──────── Selected excerpt

Whizzer Kylin A-HE03 review: refined warmth

Whizzer Kylin A-HE03 review

The Whizzer Kylin A-HE03 are among those in-ear headphones that bet a lot on their appearance, with refined design and premium materials that make them appear as costly products. Whizzer did not forget to include a rich set of accessories that is more usual in higher-tiered products than in the (relatively) affordable range the Kylin resides in. The sound signature is not on par with the exterior, though, as the Whizzer Kylin A-HE03 is not among the more capable earphones on the market and has a few tuning choices that make them peculiar.

Disclaimer: this sample was provided free of charge by Linsoul Audio. They sell it on Amazon at $160.

────────────────

• Problems to solve:
a. According to the headphone review, which company provided the sample free of charge?
b. In the headphone review, update the passage from "The Whizzer Kylin A-HE03 are" up to and including "Amazon at $160.", replacing "accessories" with "extras".
c. State whether each statement agrees with the headphone review, answering yes or no and quoting the deciding words: (i) The Kylin A-HE03 is sold on Amazon at $160. (ii) The Whizzer Kylin A-HE03 is among the more capable earphones on the market. (iii) The Kylin comes with only a sparse set of accessories.
The records below come from a separate source.

──────── Excerpted records

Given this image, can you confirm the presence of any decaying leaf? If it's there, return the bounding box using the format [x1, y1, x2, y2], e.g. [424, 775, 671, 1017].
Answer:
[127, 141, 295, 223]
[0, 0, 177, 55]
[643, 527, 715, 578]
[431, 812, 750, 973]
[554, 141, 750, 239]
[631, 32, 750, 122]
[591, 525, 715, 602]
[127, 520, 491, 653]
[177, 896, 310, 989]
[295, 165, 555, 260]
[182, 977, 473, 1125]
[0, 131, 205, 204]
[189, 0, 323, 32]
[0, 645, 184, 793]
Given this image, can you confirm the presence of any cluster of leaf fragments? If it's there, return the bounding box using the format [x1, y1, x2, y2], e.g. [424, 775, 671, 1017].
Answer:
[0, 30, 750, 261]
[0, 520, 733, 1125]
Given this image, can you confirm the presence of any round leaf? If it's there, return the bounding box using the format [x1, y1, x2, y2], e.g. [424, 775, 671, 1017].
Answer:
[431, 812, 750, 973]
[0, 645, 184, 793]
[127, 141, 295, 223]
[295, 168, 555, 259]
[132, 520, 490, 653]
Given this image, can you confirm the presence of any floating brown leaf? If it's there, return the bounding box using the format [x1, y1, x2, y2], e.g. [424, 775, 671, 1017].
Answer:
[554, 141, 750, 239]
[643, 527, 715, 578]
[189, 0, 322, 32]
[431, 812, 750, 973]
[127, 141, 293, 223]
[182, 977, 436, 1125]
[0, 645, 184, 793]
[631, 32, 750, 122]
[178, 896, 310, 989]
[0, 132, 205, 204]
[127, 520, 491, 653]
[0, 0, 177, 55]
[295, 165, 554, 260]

────────────────
──────── Excerpted records

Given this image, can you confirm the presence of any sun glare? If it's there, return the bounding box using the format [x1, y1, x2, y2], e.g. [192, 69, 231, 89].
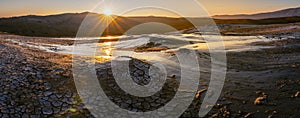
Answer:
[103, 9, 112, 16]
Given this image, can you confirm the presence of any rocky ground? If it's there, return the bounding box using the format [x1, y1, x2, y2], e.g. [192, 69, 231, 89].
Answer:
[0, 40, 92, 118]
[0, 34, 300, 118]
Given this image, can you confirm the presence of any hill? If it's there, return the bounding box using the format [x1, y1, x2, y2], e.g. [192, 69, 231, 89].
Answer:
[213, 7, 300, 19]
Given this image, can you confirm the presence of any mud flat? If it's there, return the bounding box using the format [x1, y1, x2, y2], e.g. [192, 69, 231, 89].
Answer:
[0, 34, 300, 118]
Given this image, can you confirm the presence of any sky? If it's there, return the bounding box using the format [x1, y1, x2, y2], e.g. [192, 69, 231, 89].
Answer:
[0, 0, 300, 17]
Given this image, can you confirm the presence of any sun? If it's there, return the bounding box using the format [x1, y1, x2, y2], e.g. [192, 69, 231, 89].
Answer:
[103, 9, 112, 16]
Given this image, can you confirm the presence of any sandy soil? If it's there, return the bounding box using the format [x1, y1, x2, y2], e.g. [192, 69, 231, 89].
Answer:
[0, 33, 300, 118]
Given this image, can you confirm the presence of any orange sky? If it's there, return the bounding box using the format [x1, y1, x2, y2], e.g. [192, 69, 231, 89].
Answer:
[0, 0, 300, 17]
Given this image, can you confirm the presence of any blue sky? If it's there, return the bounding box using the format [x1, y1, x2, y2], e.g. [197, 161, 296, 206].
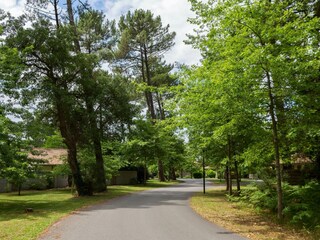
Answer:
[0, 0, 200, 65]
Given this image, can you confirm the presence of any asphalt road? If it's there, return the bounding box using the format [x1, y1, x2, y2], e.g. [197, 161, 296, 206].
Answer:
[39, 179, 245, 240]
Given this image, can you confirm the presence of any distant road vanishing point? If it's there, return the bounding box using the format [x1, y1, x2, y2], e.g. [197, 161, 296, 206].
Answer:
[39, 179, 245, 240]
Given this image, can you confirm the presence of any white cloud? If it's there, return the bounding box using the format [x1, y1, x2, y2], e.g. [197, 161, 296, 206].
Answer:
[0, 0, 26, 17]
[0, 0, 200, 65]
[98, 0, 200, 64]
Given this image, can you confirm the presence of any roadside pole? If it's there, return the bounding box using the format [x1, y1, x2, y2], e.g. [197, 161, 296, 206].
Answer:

────────────────

• Task results:
a. Linsoul Audio

b.
The Whizzer Kylin A-HE03 are among those in-ear headphones that bet a lot on their appearance, with refined design and premium materials that make them appear as costly products. Whizzer did not forget to include a rich set of extras that is more usual in higher-tiered products than in the (relatively) affordable range the Kylin resides in. The sound signature is not on par with the exterior, though, as the Whizzer Kylin A-HE03 is not among the more capable earphones on the market and has a few tuning choices that make them peculiar.

Disclaimer: this sample was provided free of charge by Linsoul Audio. They sell it on Amazon at $160.

c.
(i) Yes: "They sell it on Amazon at $160."
(ii) No: "is not among the more capable earphones on the market"
(iii) No: "a rich set of accessories"